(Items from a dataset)
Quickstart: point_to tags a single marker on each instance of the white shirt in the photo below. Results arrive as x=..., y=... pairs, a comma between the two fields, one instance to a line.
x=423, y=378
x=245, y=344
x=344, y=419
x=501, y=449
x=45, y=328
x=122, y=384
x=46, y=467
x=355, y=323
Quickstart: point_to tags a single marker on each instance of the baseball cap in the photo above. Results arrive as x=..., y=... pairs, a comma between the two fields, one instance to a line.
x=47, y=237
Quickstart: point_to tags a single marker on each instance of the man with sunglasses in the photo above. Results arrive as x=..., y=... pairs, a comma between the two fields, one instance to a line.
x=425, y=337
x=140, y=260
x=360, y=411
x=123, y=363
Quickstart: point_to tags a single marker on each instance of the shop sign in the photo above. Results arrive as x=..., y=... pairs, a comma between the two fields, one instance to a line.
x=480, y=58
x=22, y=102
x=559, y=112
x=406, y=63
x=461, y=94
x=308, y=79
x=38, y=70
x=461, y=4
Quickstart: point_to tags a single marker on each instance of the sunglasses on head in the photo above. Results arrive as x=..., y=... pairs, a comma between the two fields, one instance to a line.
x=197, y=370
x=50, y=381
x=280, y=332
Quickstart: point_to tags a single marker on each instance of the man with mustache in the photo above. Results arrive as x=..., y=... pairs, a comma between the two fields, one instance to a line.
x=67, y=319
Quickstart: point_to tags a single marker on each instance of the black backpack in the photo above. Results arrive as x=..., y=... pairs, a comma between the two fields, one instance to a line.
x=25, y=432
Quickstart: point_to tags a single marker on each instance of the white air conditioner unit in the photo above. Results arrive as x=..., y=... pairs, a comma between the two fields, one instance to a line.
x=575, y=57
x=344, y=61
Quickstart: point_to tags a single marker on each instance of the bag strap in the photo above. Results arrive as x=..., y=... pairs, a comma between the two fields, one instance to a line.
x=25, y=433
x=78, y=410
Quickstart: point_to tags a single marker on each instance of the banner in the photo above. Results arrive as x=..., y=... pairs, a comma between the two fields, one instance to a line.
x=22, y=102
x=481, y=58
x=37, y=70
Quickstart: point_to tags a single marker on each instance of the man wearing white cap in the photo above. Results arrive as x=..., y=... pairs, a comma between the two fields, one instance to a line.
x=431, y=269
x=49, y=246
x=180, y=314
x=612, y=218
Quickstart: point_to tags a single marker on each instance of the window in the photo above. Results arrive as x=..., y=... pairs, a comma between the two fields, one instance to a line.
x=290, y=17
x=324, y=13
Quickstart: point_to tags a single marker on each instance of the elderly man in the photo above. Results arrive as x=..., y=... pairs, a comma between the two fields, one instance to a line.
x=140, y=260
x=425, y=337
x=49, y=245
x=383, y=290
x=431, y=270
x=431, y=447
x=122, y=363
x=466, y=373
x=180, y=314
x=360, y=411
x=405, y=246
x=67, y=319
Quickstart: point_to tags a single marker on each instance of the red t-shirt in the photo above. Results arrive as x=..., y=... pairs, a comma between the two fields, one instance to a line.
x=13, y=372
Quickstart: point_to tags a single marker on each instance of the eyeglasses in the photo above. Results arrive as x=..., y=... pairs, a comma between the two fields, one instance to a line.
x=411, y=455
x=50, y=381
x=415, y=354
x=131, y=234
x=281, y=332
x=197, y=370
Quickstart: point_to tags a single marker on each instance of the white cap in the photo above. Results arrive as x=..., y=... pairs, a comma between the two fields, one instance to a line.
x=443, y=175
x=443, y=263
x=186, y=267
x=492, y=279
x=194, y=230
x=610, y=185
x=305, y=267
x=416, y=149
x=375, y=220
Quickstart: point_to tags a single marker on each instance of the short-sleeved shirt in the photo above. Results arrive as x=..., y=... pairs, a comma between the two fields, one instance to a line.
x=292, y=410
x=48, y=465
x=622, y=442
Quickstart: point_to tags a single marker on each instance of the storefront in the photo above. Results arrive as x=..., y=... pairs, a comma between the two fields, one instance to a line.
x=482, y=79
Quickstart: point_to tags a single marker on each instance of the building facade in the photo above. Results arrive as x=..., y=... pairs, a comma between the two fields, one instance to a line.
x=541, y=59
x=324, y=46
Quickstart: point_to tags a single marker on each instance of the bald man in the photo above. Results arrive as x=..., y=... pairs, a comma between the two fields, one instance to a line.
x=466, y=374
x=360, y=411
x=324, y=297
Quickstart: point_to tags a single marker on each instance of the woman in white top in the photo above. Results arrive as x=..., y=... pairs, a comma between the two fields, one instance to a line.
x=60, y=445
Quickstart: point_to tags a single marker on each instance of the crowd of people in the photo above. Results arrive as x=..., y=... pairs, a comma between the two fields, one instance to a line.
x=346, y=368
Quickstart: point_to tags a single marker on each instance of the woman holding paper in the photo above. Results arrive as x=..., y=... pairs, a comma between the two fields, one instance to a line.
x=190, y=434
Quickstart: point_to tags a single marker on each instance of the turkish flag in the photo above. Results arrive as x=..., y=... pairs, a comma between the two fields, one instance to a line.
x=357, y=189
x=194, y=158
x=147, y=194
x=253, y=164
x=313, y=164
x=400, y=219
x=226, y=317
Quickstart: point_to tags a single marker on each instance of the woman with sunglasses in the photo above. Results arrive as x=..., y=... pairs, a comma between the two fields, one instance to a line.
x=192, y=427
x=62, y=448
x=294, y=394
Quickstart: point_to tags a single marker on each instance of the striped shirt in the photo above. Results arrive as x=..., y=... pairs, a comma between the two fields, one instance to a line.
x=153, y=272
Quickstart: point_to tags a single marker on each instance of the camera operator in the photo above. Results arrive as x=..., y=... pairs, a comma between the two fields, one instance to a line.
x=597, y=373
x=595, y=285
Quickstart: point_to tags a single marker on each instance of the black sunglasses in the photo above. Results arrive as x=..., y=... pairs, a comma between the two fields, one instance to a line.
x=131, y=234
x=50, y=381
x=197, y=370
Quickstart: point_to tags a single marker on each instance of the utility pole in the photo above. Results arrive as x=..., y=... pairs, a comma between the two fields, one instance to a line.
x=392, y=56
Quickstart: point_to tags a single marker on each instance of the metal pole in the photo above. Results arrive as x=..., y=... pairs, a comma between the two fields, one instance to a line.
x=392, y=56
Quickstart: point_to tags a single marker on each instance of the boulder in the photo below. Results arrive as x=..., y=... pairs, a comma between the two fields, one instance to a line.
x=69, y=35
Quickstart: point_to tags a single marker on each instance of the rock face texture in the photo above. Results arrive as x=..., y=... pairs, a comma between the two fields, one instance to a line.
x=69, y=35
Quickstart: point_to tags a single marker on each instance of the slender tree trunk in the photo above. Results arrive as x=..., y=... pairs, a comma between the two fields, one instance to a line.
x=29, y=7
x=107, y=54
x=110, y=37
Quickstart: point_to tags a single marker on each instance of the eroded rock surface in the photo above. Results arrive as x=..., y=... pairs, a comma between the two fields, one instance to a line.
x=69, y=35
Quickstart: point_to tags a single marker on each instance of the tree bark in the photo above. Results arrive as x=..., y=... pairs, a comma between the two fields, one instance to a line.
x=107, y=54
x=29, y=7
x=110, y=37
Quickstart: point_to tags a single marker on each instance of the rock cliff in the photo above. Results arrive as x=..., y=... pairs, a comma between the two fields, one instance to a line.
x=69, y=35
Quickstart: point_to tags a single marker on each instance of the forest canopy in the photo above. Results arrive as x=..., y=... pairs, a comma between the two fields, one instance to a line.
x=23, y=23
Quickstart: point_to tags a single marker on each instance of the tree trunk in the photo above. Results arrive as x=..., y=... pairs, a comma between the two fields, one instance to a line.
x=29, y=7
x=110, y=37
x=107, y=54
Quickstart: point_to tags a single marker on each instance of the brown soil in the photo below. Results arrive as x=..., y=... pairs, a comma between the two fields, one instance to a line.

- _Exercise requirements_
In full and without alteration, repeat the records.

- _Result_
Quickstart: point_to tags a single marker on each instance of the white shirt in the photo below. Results arrive as x=..., y=... pairs, a comma between the two fields, one instance to a line.
x=423, y=378
x=245, y=344
x=344, y=419
x=501, y=449
x=45, y=328
x=122, y=384
x=46, y=467
x=355, y=323
Quickstart: point_to tags a single marker on each instance of the baseball cap in the photo above. Results arrive as x=..., y=... pairs, a comma between the two fields, one instance to a line.
x=47, y=237
Quickstart: point_to tags a single marker on each instance of the man with sunglasses in the photo above. Results arrive as x=..., y=... pairs, a comma between the two fields, one instance to a line.
x=425, y=337
x=140, y=260
x=360, y=411
x=123, y=363
Quickstart: point_to tags a single marker on each instance of the shop sign in the photo above. Results arrive as x=..., y=... pairs, a comma between the two fields, one instance to a line.
x=480, y=58
x=22, y=102
x=559, y=112
x=406, y=63
x=461, y=94
x=308, y=79
x=38, y=70
x=461, y=4
Quickstart: point_to tags a single marker on each instance of the sunglasses on head in the photo above. Results arrive as x=..., y=... pairs, a comma between the two fields, one instance to a line.
x=197, y=370
x=50, y=381
x=280, y=332
Quickstart: point_to tags a single marker on each instance of the man with mustache in the photo above. Results arrive as x=..., y=... pairs, a comma between the two fields, one instance to a line.
x=67, y=319
Quickstart: point_to tags a single marker on each instance of the black backpack in the photo above. Results arrive as x=..., y=... pairs, a comma between the two fields, one instance to a line.
x=25, y=432
Quickstart: point_to tags a single marker on each instance of the white air conditioner unit in the photo above. Results arrive as x=..., y=... pairs, a comma between the two fields, one instance to a line.
x=575, y=57
x=344, y=61
Quickstart: point_to tags a single marker on each instance of the bag strap in the photo above. Results arrive as x=..., y=... pairs, a comma between the two fields, one instance to a line.
x=25, y=433
x=78, y=410
Quickstart: point_to tags a single marker on each instance of the banner in the photo above. Results arrive as x=..., y=... pairs, a comma between the two fields, one instance to a line.
x=22, y=102
x=481, y=58
x=37, y=70
Quickstart: point_to tags a single marker on each instance of the man wearing white cap in the photo above. Results arrive as x=..., y=... pairs, a comma between the two fields, one instance to a line.
x=431, y=269
x=49, y=246
x=180, y=314
x=612, y=218
Quickstart: point_to tags a single marker on each instance of the window in the photo above. Results arrive as x=..., y=... pairs, a comma between the two fields, one instance to a line.
x=290, y=17
x=324, y=13
Quickstart: point_to tags a single marker on each instance of the elderly man in the photo above. Results arrive as x=..., y=... pairs, a comma between the two fields, one instance to a line.
x=140, y=260
x=425, y=337
x=49, y=245
x=383, y=290
x=431, y=270
x=431, y=447
x=122, y=363
x=466, y=373
x=180, y=314
x=360, y=411
x=405, y=246
x=67, y=319
Quickstart: point_to tags a single marker on each instance of the red t-shirt in the photo above. Results arrive as x=..., y=... pairs, a comma between the two fields, one instance to a line.
x=13, y=372
Quickstart: point_to tags a single marker on each instance of the eyeglasses in the photo above. Results arrive as x=..., y=... pairs, a comma between the two fields, one instance to a line.
x=411, y=455
x=50, y=381
x=415, y=354
x=131, y=234
x=281, y=332
x=197, y=370
Quickstart: point_to tags a single marker on each instance of the white cap in the photo above. Results arrive as x=..., y=... pairs, a comma between the two fields, one instance to a line.
x=443, y=175
x=443, y=263
x=186, y=267
x=492, y=279
x=194, y=230
x=610, y=185
x=305, y=267
x=416, y=149
x=375, y=220
Quickstart: point_to tags a single marker on each instance of the short-sleeved shirt in the photo above. Results arrive as x=..., y=... pairs, a comma between the two fields, one instance to a line.
x=292, y=410
x=48, y=465
x=622, y=442
Quickstart: point_to tags a single marker on each instance of the storefront in the photo above. Results arrive as x=..., y=... pairs, a comma between the two fields, one instance to a line.
x=482, y=79
Quickstart: point_to tags a single marker on each instance of the building facade in the photo above. Results arrive as x=..., y=... pairs, a comma between the two fields, one instance to a line.
x=541, y=59
x=324, y=46
Quickstart: point_to tags a single marker on each instance of the bald man in the photo above. Results arrive as x=..., y=... pairs, a comma between the two fields, one instance to a line.
x=466, y=374
x=360, y=411
x=324, y=297
Quickstart: point_to tags a single marker on each instance of the woman in white top in the photo above. Results arrive as x=..., y=... pairs, a comma between the two fields, one instance to a line.
x=60, y=445
Quickstart: point_to tags a single marker on each instance of the crowd of people in the photo above. Results arrive as x=..., y=... pairs, a comma between the two fields, one instance to a line.
x=346, y=368
Quickstart: point_to tags a single marker on each instance of the woman holding paper in the photo above. Results arrive as x=..., y=... pairs, a comma between the two fields, one instance to a line.
x=190, y=434
Quickstart: point_to tags a single marker on each instance of the turkish flag in the photo above. Results arrive as x=..., y=... pairs, a comma between the two fields, one instance to a line.
x=357, y=189
x=194, y=158
x=147, y=194
x=253, y=164
x=313, y=164
x=400, y=219
x=226, y=317
Quickstart: point_to tags a single marker on each instance of the woman with sunglasses in the photo above. Results arrive as x=..., y=... pairs, a comma between the two fields, one instance to a line.
x=192, y=427
x=62, y=448
x=294, y=394
Quickstart: point_to tags a single marker on each instance of the striped shirt in the photo above. Results arrive as x=..., y=... pairs, a comma between the two fields, one instance to a line.
x=153, y=272
Quickstart: point_to tags a single marker on each instance of the camera operator in the photo above. Results arrive as x=..., y=... pairs, a comma between the two fields, one instance to a line.
x=597, y=373
x=595, y=285
Quickstart: point_to tags a single marker on each instance of the black sunglasses in the photo above. Results arrive as x=..., y=... pairs, a comma between the two fields, one instance to a line.
x=131, y=234
x=50, y=381
x=197, y=370
Quickstart: point_to tags a single marker on each instance of the utility pole in the photo above. Results arrive as x=..., y=... pairs, a comma between the two fields, one instance to a line.
x=392, y=56
Quickstart: point_to tags a single marker on each instance of the metal pole in the photo above. Results arrive as x=..., y=... pairs, a comma between the two fields, one instance to a line.
x=392, y=56
Quickstart: point_to tags a single marker on each instance of the boulder in the photo below. Results arrive as x=..., y=... pairs, a comma between the two fields, one instance to a line.
x=69, y=35
Quickstart: point_to tags a single marker on each instance of the rock face texture in the photo above. Results arrive as x=..., y=... pairs, a comma between the two fields, one instance to a line.
x=69, y=35
Quickstart: point_to tags a single marker on each instance of the slender tree trunk in the photo above. Results arrive as x=..., y=... pairs, a comma between the two fields, one instance to a line.
x=29, y=7
x=107, y=54
x=110, y=37
Quickstart: point_to tags a single marker on each instance of the eroded rock surface in the photo above. Results arrive as x=..., y=... pairs, a comma between the two fields, one instance to a line.
x=69, y=35
Quickstart: point_to tags a single marker on each instance of the tree bark in the photo above. Results arrive as x=..., y=... pairs, a comma between the two fields, one instance to a line.
x=107, y=54
x=29, y=7
x=110, y=37
Quickstart: point_to tags a single marker on each instance of the rock cliff in the photo above. Results arrive as x=..., y=... pairs, a comma between the two fields, one instance to a line.
x=69, y=35
Quickstart: point_to tags a single marker on each instance of the forest canopy in the photo above. Results arrive as x=..., y=... pairs, a comma between the two fields, one instance to a line.
x=23, y=23
Quickstart: point_to tags a single marker on each instance of the tree trunk in the photo above. Results arrive as x=..., y=... pairs, a comma between the two fields, one instance to a line.
x=29, y=7
x=110, y=37
x=107, y=54
Quickstart: point_to tags a single marker on each instance of the brown soil in the photo below. Results arrive as x=..., y=... pairs, a comma between the two fields, one instance to a line.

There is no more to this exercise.